Problems to work on —
1. According to the May Day song article below, who wrote "Solidarity Forever"?
2. Please rewrite the paragraph in the May Day song article that starts "“There is Power in the Union” begins" as a shorter version that keeps its main facts.
3. Decide whether each statement agrees with the May Day song article. Answer yes or no for each and quote the words from the article that settle it.
(a) Maurie Mulheron once served as Federation President.
(b) Billy Bragg wrote "Solidarity Forever".
(c) The article suggests singing union songs on May Day.

Source document —
>> Begin
Warm up your vocal cords for a May Day song session

Release some feel-good chemicals and express your passion for workers’ rights by singing along to some great union songs this May Day.

Here are some suggestions from musical director of One Word… We!, singer, banjo player and former Federation President Maurie Mulheron.

“Solidarity Forever”, written by David Welsh and Ralph Chaplin contains so many great lines: “When the union’s inspiration through the workers’ blood shall run/There can be no power greater anywhere beneath the sun” and “Is there anything left to us but to organize and fight?”

Check out these different versions:

“There is Power in the Union” begins: “There is power in a factory, power in the land/Power in the hands of a worker/But it all amounts to nothing if together we don’t stand/There is power in a Union.” Belt out the lyrics with songwriter Billy Bragg; it already has more than more than 1.4 million plays on You Tube alone.
>> End
Listed records —
>> Begin
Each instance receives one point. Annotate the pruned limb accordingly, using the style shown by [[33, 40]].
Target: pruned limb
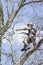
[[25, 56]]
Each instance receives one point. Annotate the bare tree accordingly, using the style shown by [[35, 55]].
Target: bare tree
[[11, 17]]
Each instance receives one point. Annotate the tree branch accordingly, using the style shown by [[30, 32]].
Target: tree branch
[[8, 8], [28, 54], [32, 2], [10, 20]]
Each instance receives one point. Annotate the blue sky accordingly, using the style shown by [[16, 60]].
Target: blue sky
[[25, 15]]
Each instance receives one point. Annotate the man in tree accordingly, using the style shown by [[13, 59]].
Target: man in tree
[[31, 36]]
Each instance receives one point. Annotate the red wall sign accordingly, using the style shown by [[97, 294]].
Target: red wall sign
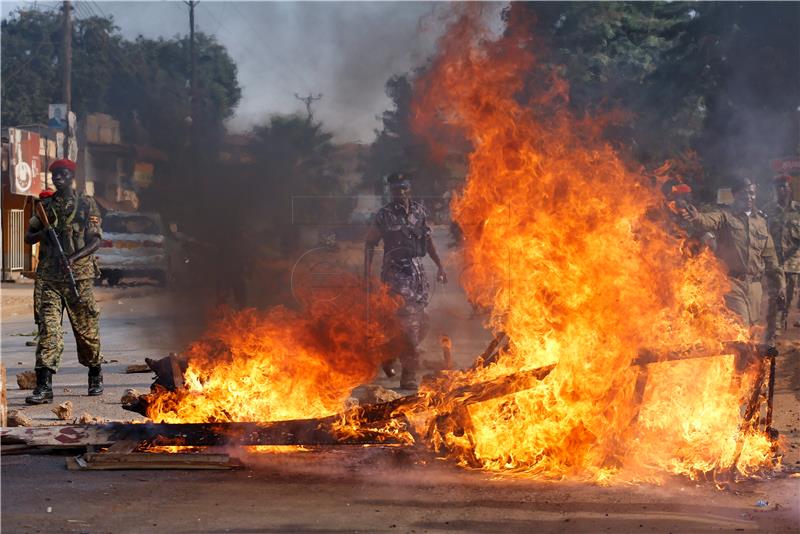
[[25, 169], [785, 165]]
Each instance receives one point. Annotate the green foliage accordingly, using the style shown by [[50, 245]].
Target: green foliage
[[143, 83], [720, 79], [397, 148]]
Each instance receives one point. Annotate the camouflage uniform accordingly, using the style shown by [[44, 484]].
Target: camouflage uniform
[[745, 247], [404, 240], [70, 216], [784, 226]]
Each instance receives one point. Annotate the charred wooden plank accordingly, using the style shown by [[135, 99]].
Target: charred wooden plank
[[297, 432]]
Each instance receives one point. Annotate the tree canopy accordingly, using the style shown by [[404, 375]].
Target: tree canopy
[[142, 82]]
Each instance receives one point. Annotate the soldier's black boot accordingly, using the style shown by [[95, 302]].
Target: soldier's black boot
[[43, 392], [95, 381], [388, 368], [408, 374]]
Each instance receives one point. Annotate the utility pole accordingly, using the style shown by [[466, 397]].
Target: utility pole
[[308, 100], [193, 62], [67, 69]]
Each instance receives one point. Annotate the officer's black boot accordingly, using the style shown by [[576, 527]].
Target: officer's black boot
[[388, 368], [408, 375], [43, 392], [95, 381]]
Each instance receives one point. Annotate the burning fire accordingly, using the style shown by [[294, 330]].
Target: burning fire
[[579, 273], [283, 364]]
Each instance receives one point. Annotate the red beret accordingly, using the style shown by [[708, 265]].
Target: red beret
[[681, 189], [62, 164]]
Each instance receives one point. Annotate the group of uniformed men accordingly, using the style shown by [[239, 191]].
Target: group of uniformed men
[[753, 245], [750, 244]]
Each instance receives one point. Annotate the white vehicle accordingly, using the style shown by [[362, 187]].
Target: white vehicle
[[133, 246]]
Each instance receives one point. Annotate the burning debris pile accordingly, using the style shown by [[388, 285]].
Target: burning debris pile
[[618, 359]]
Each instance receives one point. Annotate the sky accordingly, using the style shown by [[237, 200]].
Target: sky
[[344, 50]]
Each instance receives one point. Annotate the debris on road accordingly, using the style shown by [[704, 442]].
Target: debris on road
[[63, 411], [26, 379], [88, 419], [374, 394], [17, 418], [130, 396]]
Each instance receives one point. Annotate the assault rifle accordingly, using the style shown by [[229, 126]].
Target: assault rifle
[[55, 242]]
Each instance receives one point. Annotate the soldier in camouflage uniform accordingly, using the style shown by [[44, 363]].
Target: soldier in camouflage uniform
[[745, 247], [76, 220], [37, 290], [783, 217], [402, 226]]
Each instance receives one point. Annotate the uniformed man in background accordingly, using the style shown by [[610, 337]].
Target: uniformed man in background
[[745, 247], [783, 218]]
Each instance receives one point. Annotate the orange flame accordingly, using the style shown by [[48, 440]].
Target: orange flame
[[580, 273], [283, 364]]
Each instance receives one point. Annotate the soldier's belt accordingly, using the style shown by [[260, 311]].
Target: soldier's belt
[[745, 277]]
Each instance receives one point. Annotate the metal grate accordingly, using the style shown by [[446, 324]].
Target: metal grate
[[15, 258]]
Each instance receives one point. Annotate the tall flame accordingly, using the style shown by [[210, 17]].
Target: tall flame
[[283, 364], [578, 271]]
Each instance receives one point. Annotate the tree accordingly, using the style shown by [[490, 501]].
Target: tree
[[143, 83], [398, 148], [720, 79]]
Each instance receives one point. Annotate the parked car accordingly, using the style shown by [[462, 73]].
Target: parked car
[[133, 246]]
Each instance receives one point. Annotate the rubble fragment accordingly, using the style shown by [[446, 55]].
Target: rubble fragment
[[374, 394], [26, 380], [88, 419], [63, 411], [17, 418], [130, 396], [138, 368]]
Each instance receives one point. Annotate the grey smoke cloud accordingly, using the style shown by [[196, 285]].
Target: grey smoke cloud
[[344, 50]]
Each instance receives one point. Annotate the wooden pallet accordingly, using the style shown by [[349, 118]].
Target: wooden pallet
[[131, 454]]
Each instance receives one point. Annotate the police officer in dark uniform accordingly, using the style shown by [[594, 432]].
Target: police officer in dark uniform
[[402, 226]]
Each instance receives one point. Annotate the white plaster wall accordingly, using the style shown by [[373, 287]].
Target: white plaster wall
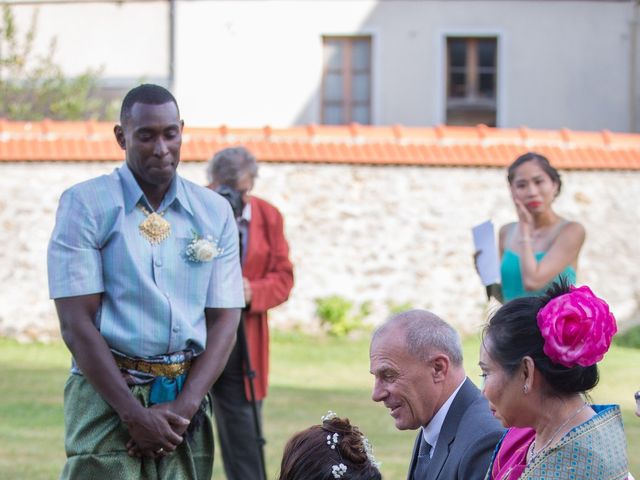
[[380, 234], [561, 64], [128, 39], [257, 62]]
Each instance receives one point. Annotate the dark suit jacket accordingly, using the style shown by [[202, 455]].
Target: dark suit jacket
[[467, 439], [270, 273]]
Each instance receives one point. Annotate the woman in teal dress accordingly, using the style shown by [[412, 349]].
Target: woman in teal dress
>> End
Set of answers —
1. David Welsh and Ralph Chaplin.

2. "There is Power in the Union" opens with lines about the power in a factory, in the land and in a worker's hands, which amounts to nothing unless people stand together. You can sing it along with its songwriter, Billy Bragg, whose version has more than 1.4 million plays on You Tube.

3.
(a) Yes: "former Federation President Maurie Mulheron"
(b) No: "“Solidarity Forever”, written by David Welsh and Ralph Chaplin"
(c) Yes: "singing along to some great union songs this May Day"